TEXT START

False-positive case. A 52-year-old male patient with sudden onset diplopia. a, b Small region of hyperintensity with equivocal ADC change is noted in the right median portion of midbrain. This finding represents a physiologic hyperintensity by anisotropy of the superior cerebellar peduncle

Fig. 3
figure 3

False-positive case. A 41-year-old female patient with vertigo. a, b A small region of hyperintensity without ADC change is seen in the anterior portion of the right mid pons. This is a pseudolesion by suspected susceptibility artifact

Among FN cases, grade I small vessel disease was the most common missed diagnosis followed by acute focal infarctions (Figs. 4, 5). Fortunately, these FN cases were not significant. All of these lesions were relatively small in size and number; thus, a more careful imaging evaluation may improve the diagnostic accuracy of resident’s interpretations. In the case of acute focal infarction, the meticulous evaluation of the apparent diffusion coefficient map can be helpful to make an accurate diagnosis.

TEXT END

▶ _CHECK YOUR UNDERSTANDING_:
a – In the passage on brain MRI readings, which missed diagnosis was most common among the FN cases?
b – List every brain location where the passage on brain MRI readings places a region of hyperintensity or the structure that causes one.
c – Continue the passage on brain MRI readings from the end of its last sentence.

RECORD EXTRACTS START

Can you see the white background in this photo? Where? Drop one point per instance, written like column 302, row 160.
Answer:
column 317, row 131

RECORD EXTRACTS END
RECORD EXTRACTS START

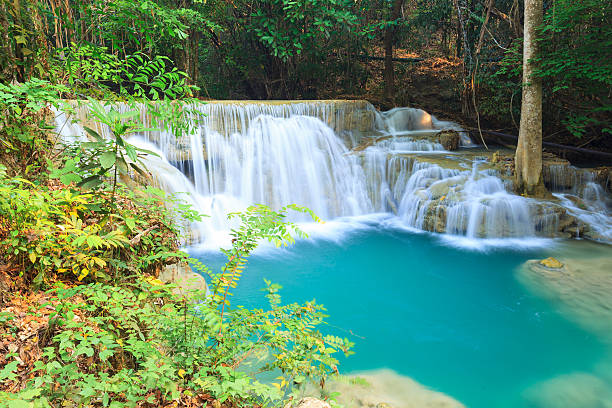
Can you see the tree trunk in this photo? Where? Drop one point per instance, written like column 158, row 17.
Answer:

RECORD EXTRACTS END

▶ _ANSWERS FOR THE EXERCISE_:
a – Grade I small vessel disease

b –
- The right median portion of the midbrain
- The superior cerebellar peduncle
- The anterior portion of the right mid pons

c –
Fig. 4
figure 4

False-negative case. A 47-year-old female patient with acute facial numbness. a, b A tiny diffusion restriction is noted in the lateral portion of the left sided medulla (arrows). This finding is characteristic of acute lateral medullary infarction. However, all residents missed this lesion and interpreted the image as normal. c, d Two days after admission, the lesion increases in size with more conspicuous ADC change

Fig. 5
figure 5

False-negative case. A 68-year-male patient with sudden onset vertigo. a, b Small extraaxial mass is located in the right high parietal convexity without diffusion restriction. c The lesion exhibits isointensity on FLAIR image. However, all residents interpret DWI as normal. d, e On contrast-enhanced axial (d) and sagittal (e) T1-weighted images from the following day, the lesion exhibits homogenous enhancement, suggesting convexity meningioma

In addition, our study showed good interobserver reliability between the interpretations of residents and attending neuroradiologist. This result suggests the possibility that the resident’s interpretations of DWI may be reliable in the patient with acute neurologic deficits who visit the ED before the final interpretations of the subspecialized neuroradiologist become available. Interestingly, κ values for interobserver reliability between residents and attending neuroradiologist tended to increase as the level of the compared resident increased. These results may indicate that clinical experiences during residency training can be an important factor for imaging interpretation.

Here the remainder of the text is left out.